-- START Material for the task --
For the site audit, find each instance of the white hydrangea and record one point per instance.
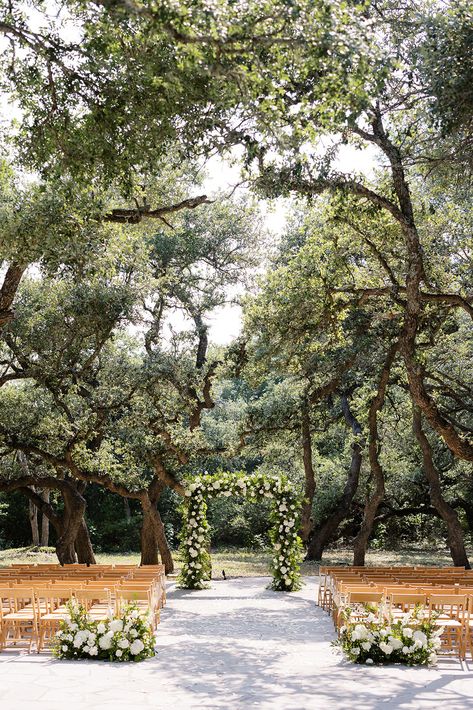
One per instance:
(386, 648)
(420, 638)
(105, 641)
(359, 633)
(395, 643)
(136, 647)
(116, 625)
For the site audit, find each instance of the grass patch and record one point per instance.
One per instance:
(239, 562)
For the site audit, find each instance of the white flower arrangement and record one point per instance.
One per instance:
(128, 638)
(411, 640)
(284, 518)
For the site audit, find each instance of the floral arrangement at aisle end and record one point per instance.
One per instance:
(287, 546)
(412, 639)
(128, 638)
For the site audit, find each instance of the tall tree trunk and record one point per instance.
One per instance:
(373, 502)
(126, 507)
(33, 517)
(32, 509)
(83, 545)
(149, 536)
(324, 533)
(45, 520)
(448, 514)
(8, 289)
(307, 523)
(163, 546)
(74, 509)
(153, 535)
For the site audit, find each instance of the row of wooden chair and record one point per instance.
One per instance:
(446, 595)
(31, 609)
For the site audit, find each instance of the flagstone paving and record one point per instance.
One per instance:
(234, 646)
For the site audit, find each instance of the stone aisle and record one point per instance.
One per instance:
(235, 646)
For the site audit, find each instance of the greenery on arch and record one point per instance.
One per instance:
(287, 546)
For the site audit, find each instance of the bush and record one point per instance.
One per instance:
(412, 640)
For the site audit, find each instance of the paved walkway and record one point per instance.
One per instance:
(234, 647)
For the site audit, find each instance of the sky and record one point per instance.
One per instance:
(225, 322)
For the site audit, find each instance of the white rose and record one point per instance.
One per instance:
(136, 647)
(105, 642)
(116, 625)
(395, 643)
(386, 648)
(420, 638)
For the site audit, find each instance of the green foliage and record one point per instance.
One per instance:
(283, 534)
(412, 640)
(125, 638)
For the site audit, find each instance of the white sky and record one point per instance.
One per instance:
(225, 323)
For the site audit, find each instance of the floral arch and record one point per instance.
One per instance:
(287, 546)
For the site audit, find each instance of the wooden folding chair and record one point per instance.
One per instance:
(51, 605)
(450, 612)
(19, 617)
(400, 603)
(97, 603)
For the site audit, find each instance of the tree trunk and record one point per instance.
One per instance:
(325, 532)
(11, 283)
(307, 523)
(33, 516)
(372, 504)
(45, 520)
(126, 506)
(149, 536)
(448, 514)
(153, 535)
(164, 549)
(74, 509)
(83, 545)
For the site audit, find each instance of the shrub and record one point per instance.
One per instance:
(128, 638)
(412, 640)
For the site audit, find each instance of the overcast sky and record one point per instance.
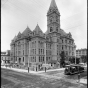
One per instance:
(17, 14)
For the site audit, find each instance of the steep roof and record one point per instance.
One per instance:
(53, 7)
(38, 31)
(53, 4)
(27, 31)
(62, 32)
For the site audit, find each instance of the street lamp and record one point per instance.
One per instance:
(29, 39)
(45, 52)
(75, 57)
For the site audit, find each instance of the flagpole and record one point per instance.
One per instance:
(45, 53)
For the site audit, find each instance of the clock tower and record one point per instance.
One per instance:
(53, 18)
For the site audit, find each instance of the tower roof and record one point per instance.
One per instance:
(38, 31)
(53, 7)
(53, 4)
(27, 31)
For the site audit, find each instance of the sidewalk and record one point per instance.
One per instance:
(37, 72)
(83, 80)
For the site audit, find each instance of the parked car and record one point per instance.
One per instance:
(73, 69)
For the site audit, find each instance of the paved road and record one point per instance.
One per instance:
(13, 79)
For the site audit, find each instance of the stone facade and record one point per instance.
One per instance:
(42, 47)
(5, 57)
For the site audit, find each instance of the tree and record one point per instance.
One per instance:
(62, 60)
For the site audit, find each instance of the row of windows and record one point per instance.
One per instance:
(51, 29)
(33, 51)
(41, 58)
(48, 58)
(67, 47)
(66, 41)
(48, 46)
(48, 52)
(41, 51)
(33, 59)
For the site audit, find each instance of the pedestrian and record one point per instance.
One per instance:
(78, 77)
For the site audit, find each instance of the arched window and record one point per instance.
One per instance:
(50, 29)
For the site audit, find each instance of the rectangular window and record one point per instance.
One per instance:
(39, 58)
(23, 52)
(35, 51)
(23, 59)
(43, 58)
(39, 51)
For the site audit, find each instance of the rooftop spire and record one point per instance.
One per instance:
(53, 4)
(53, 7)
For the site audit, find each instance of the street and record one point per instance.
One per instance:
(13, 79)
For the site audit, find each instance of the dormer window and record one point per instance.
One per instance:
(51, 29)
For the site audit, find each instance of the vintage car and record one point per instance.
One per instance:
(73, 69)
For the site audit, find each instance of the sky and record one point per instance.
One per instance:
(16, 15)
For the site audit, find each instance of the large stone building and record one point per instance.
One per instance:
(82, 54)
(41, 47)
(5, 57)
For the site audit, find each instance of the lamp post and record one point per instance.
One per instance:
(75, 57)
(45, 52)
(29, 39)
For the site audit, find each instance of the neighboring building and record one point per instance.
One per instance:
(80, 53)
(43, 47)
(5, 57)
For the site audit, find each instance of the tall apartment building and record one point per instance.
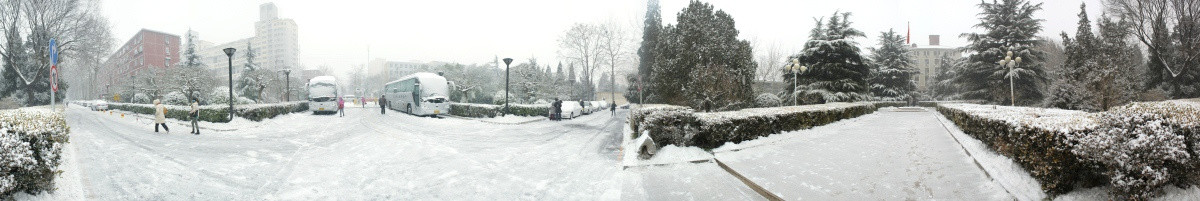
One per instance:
(147, 49)
(275, 44)
(928, 59)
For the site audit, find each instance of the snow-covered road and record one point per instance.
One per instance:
(364, 156)
(891, 154)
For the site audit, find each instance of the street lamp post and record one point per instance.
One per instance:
(507, 62)
(1011, 64)
(287, 85)
(229, 54)
(796, 67)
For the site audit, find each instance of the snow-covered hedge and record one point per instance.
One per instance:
(683, 127)
(30, 146)
(1035, 138)
(489, 110)
(767, 99)
(1144, 146)
(886, 104)
(639, 114)
(219, 113)
(474, 110)
(263, 111)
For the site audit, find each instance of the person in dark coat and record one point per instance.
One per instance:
(612, 107)
(383, 104)
(556, 110)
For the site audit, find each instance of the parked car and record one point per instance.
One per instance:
(99, 105)
(571, 109)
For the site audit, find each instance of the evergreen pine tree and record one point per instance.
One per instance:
(837, 69)
(652, 30)
(1008, 26)
(1068, 90)
(892, 74)
(702, 64)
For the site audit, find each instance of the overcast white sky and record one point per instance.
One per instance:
(340, 32)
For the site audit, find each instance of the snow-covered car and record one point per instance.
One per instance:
(571, 109)
(588, 108)
(99, 105)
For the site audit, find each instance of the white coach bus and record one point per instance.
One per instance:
(419, 93)
(323, 95)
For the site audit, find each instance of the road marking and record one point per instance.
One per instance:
(756, 188)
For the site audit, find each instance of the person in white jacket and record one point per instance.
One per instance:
(160, 116)
(195, 114)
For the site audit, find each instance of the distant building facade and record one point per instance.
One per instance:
(275, 44)
(147, 49)
(928, 59)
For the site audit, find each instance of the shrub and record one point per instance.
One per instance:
(486, 110)
(474, 110)
(175, 98)
(639, 114)
(141, 98)
(681, 126)
(1035, 138)
(263, 111)
(767, 101)
(219, 113)
(30, 146)
(1144, 146)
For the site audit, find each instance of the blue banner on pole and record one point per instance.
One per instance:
(54, 53)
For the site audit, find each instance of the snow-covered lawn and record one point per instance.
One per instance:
(364, 156)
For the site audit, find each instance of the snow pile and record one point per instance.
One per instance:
(684, 127)
(30, 146)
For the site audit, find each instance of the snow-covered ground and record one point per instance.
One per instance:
(873, 157)
(364, 156)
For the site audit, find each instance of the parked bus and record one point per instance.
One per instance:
(419, 93)
(323, 95)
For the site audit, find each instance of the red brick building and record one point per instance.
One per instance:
(148, 49)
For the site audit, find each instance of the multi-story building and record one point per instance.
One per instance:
(275, 44)
(928, 59)
(147, 49)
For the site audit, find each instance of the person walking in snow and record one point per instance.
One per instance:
(160, 116)
(196, 115)
(612, 107)
(341, 107)
(558, 109)
(383, 104)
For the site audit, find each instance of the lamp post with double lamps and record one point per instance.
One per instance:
(229, 53)
(1011, 64)
(796, 68)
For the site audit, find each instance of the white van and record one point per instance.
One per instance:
(323, 95)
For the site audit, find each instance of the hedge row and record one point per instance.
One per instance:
(474, 110)
(219, 113)
(490, 110)
(30, 150)
(683, 127)
(1035, 138)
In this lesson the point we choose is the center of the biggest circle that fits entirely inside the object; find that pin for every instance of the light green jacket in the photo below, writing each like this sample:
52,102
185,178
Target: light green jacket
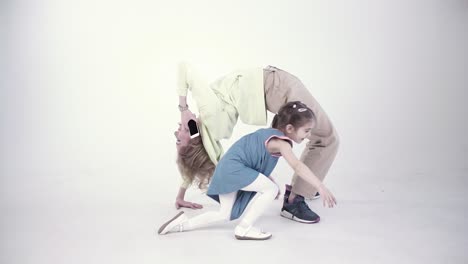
237,94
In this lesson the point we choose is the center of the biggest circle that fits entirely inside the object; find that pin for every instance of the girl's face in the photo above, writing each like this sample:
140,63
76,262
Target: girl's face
299,134
182,135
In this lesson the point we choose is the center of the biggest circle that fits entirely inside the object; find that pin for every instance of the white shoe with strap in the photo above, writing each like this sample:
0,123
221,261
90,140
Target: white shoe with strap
251,233
176,224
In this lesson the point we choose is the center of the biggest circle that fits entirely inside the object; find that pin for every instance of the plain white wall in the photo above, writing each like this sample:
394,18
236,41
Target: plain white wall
88,102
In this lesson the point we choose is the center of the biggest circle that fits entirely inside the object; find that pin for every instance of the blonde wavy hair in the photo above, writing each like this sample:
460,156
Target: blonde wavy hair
195,164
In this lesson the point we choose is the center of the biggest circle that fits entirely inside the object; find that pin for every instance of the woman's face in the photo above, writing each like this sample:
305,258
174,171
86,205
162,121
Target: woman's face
182,136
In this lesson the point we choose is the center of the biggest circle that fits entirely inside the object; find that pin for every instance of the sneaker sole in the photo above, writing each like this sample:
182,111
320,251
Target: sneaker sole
252,238
161,229
292,217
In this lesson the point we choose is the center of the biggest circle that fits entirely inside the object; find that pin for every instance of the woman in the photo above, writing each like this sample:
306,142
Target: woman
248,94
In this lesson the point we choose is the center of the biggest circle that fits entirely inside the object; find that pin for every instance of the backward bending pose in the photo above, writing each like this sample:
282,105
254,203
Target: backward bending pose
248,94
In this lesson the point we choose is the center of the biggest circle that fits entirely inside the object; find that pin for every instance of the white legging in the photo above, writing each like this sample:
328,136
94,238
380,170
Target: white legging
266,193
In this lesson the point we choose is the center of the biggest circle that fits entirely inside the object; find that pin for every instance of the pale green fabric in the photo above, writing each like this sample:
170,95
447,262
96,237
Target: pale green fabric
237,94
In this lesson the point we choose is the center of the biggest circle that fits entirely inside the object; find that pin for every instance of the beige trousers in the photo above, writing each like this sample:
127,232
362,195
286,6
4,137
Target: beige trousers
282,87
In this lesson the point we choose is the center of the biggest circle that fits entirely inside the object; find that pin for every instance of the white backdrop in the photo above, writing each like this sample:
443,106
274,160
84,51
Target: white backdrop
88,106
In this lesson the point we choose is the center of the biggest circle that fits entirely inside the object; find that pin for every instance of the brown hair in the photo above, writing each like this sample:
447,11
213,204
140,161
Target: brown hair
194,163
294,113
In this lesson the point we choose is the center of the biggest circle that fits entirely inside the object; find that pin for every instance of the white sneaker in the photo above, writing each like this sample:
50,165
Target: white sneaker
251,233
174,225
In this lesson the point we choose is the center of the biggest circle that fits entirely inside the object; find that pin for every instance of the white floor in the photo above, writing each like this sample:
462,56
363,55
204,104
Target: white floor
88,108
417,219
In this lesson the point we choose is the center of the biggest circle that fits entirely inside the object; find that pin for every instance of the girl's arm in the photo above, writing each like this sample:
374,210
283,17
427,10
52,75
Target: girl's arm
278,145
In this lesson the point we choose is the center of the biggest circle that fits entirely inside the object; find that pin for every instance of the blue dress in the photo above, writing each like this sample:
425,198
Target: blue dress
241,165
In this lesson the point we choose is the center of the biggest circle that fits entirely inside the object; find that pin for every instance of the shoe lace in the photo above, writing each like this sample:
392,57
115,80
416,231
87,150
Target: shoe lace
303,206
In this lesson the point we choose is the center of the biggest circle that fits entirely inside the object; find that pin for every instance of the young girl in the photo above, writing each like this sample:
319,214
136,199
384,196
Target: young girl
242,175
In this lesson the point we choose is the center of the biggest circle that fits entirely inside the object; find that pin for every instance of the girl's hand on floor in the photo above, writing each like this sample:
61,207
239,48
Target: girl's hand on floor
182,203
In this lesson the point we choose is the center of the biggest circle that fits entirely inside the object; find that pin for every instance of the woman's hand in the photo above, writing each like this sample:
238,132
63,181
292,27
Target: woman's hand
327,197
182,203
185,116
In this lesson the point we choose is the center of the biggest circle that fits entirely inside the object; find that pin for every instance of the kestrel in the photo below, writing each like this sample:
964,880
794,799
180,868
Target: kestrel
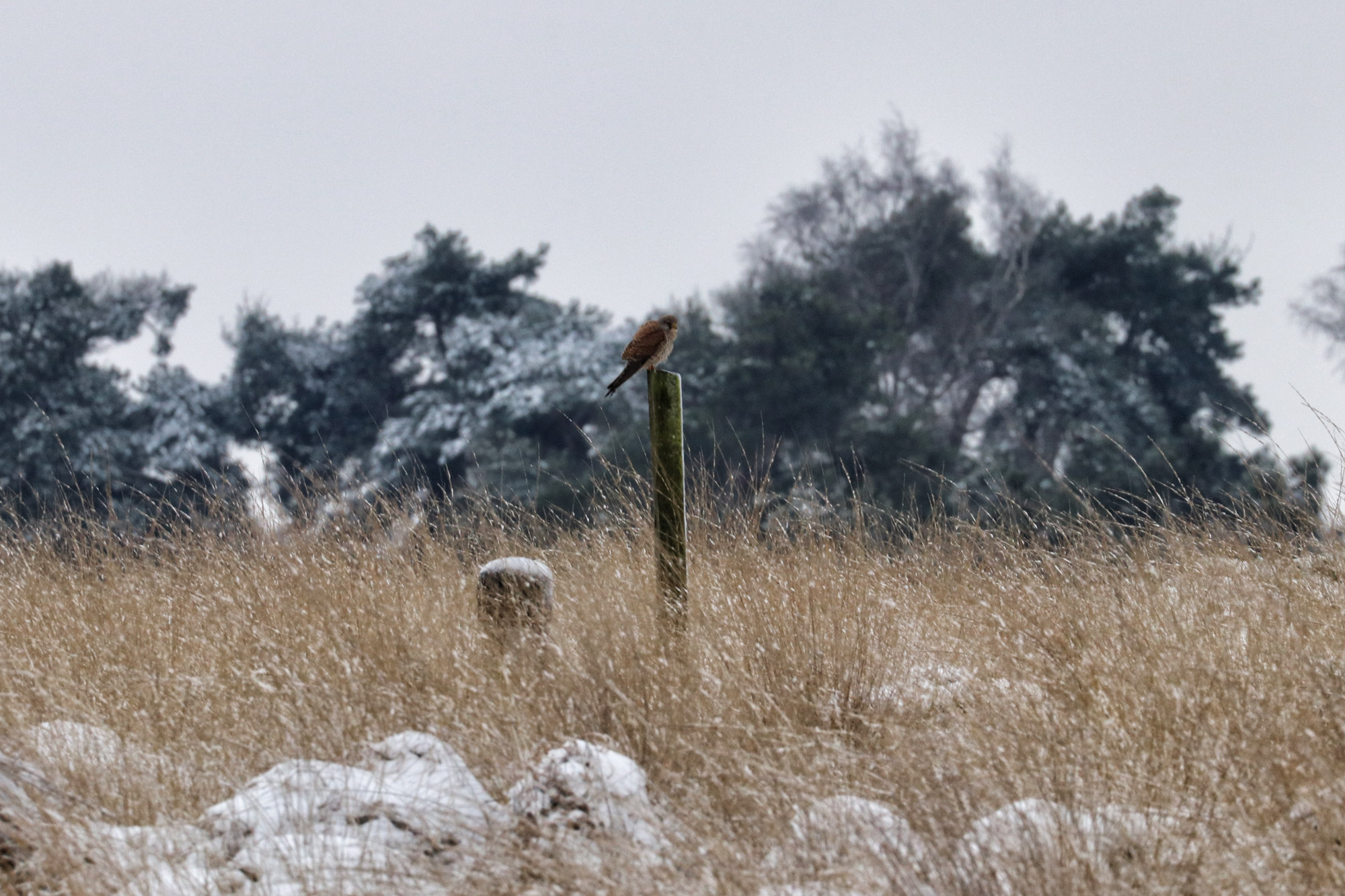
650,348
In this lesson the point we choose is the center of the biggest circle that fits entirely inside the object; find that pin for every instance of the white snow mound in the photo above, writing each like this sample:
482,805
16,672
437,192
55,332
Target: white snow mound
582,786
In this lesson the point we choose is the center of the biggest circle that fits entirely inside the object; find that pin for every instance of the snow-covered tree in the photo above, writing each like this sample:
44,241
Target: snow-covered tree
73,434
450,376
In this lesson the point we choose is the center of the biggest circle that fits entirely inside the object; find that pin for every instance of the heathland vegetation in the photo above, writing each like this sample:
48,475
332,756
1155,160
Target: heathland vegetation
983,596
1174,689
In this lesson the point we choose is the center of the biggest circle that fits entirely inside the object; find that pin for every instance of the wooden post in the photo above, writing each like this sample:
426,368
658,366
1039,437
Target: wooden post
669,490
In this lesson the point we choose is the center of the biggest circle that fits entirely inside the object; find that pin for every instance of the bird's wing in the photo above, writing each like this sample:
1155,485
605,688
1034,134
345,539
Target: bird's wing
646,342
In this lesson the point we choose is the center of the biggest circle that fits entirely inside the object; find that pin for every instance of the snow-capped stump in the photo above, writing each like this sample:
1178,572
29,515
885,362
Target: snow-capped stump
516,592
583,787
848,844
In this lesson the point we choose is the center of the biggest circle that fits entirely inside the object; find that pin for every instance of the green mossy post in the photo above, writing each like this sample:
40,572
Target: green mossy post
669,490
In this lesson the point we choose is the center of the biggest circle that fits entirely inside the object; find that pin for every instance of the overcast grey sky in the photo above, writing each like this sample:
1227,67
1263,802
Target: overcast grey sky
282,150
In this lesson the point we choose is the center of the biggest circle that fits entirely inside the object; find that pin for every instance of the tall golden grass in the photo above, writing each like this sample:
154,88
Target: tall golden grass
946,670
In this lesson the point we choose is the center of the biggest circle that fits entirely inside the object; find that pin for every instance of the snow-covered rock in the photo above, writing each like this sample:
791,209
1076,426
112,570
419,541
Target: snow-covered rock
71,748
583,787
411,818
852,845
406,821
1036,845
414,780
927,686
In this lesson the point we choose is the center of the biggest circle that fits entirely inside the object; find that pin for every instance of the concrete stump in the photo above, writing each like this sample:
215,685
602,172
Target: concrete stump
516,592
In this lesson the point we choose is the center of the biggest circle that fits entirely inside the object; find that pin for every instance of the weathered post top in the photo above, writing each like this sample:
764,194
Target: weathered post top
669,474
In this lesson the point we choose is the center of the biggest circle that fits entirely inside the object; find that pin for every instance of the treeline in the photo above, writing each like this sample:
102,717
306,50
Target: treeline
879,345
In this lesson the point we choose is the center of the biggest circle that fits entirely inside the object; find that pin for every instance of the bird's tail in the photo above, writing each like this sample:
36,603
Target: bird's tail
626,374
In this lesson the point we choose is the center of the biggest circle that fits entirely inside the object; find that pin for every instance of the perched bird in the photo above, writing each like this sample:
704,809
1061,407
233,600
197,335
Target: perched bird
650,348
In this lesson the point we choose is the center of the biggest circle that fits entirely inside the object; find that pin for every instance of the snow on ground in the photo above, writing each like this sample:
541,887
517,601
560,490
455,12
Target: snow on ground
412,818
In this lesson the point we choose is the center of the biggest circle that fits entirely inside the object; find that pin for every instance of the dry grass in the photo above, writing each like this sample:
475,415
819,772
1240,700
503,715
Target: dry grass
-- END Material for the task --
Exercise directions -> Lines from the one containing "of the perched" through the final line are to be given again verbatim, with nothing before or after.

The response ->
In this lesson the point we choose is the center of the biggest circle that fits entirely inside the object; find that pin for every instance of the perched bird in the photo above, writing each like this sample:
704,809
1061,407
233,600
197,335
Target: perched bird
650,348
In this lesson the point we choose is the center of the biggest circle that fits entirely inside the object; find that pin for every instance of the snow on ground in the photo above, writing each like this sample:
541,887
517,601
560,490
455,12
Target: snow on ground
412,818
In this lesson the point we choose is the center of the biggest circle that fits entirely inside the object; find that pin for every instance of the dry grass in the photo above, writing each like this sample:
475,415
819,772
1240,700
503,715
Target: dry grass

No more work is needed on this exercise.